TEXTO DE LEITURA |
↓

Até agora, Lipkin-Connor tem se saído bem. Sua marca de 5 anos, vendida em lojas como Browns Fashion, Farfetch e SSENSE, foi selecionada esta semana para o prestigioso BFC/Vogue Designer Fashion Fund. Ela também acabou de apresentar sua coleção Outono-Inverno 2025 como parte da Semana de Moda de Londres.
Sentada em seu estúdio no East London, ela começa a esboçar sua herança no papel. “Então havia três irmãos”, ela conta à CNN, traçando uma linha horizontal na página. Seu bisavô Saul e dois tios-bisavós Sam e Campbell possuíam três alfaiatarias em Liverpool entre as décadas de 1930 e 1980. Chamada The Abrams Brothers, era um pilar da cena da moda masculina de Liverpool, tendo até recebido visitas dos Beatles entre seus primeiros shows no lendário Cavern Club.
No entanto, pouco resta do negócio, e Lipkin-Connor acha difícil acompanhar os eventos. “Todas as minhas tias-avós simplesmente intervêm aleatoriamente tipo, ‘Você não se lembra disso?’ É tipo, ‘Não. Isso foi 70 anos antes de eu nascer’”, disse.
O sucesso familiar continuou durante os Swinging Sixties com seu tio-avô Ralph, que fez nome na moda feminina. Em meados dos anos 1960, Ralph abriu a Lucinda Byre, uma boutique que vendia roupas de várias marcas, incluindo a pioneira da minissaia Mary Quant, no centro de Liverpool, que depois se expandiu pelo norte da Inglaterra. (O nome era uma combinação de seu parente nobre, Lord Byre, e uma personagem fictícia chamada Lucinda).
“Eles foram um dos primeiros a vender (Vivienne) Westwood ou Mulberry”, disse Lipkin-Connor, apontando para uma fotografia em filme de uma das vendedoras vestindo uma peça da coleção de estreia de Westwood em 1981. A boutique também tinha sua própria linha de malhas de cashmere e sapatos — cujos resquícios estão largamente espalhados pelos guarda-roupas da família estendida. Algumas peças encontraram seu caminho até Londres, com amigos descobrindo itens em brechós na histórica Portobello Road.
A Lucinda Byre era tão amada que Lipkin-Connor até herdou alguns de seus clientes, que enviam fotos de suas peças estimadas e descrevem memórias felizes.
“Tempos desafiadores”
Com a indústria da moda britânica enfrentando perturbações após o Brexit, além de outros desafios, incluindo custos crescentes de estúdio, baixos salários no setor e falta de financiamento governamental, Lipkin-Connor está navegando em um ambiente muito diferente de seus predecessores. “É algo que discutimos muito em minha família à mesa de jantar”, ela disse. “Em termos de financiamento e acesso a muitas coisas, é simplesmente mais difícil.”

↑

MATERIAL APRESENTADO |
↓

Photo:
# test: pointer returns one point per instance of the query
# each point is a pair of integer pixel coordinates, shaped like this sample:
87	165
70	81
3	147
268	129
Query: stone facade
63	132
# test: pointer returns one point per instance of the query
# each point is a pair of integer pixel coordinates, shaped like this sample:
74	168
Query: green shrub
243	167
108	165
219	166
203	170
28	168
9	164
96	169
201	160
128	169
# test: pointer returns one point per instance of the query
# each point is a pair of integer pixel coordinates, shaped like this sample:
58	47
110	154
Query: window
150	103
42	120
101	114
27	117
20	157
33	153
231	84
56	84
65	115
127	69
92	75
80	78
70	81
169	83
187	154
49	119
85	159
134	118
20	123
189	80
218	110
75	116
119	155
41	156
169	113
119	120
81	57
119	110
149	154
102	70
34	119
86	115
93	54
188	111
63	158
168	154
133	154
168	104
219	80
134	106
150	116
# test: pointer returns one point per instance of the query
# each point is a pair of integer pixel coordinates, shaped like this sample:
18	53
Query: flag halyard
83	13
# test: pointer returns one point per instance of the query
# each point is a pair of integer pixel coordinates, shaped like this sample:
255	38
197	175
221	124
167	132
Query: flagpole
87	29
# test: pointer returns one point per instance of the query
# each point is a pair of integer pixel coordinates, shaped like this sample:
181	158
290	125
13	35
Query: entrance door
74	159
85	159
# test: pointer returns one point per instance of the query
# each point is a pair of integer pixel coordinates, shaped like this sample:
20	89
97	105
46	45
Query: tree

↑
↓

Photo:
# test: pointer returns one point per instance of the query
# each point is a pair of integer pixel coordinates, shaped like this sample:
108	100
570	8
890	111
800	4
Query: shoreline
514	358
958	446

↑

ENUNCIADO | Dê continuidade ao texto sobre a estilista Lipkin-Connor a partir do ponto em que ele termina. A listagem não tem relação com o texto sobre a estilista Lipkin-Connor.

RESOLUÇÃO |
Em meio ao aumento das tarifas de importação e exportação, bem como a eliminação dos reembolsos de VAT para turistas no Reino Unido, várias marcas independentes se mudaram para Paris ou Milão para garantir sua sobrevivência. “Isso torna o Reino Unido muito isolado”, disse Lipkin-Connor, que usa fabricantes na Itália para evitar um preço elevado ao enviar para clientes da UE.
Seguir os passos de seus antepassados da moda também é difícil devido aos altos custos e à burocracia. Ao limpar o apartamento de sua avó em Liverpool, Lipkin-Connor encontrou rolos de tecido da tradicional comerciante de tecidos Dugdale Bros & Co., que anteriormente fornecia para a loja Abrams Brothers. Esperando fazer o mesmo com sua própria marca, Lipkin-Connor visitou o fornecedor britânico, que lhe forneceu “muitos retalhos e materiais.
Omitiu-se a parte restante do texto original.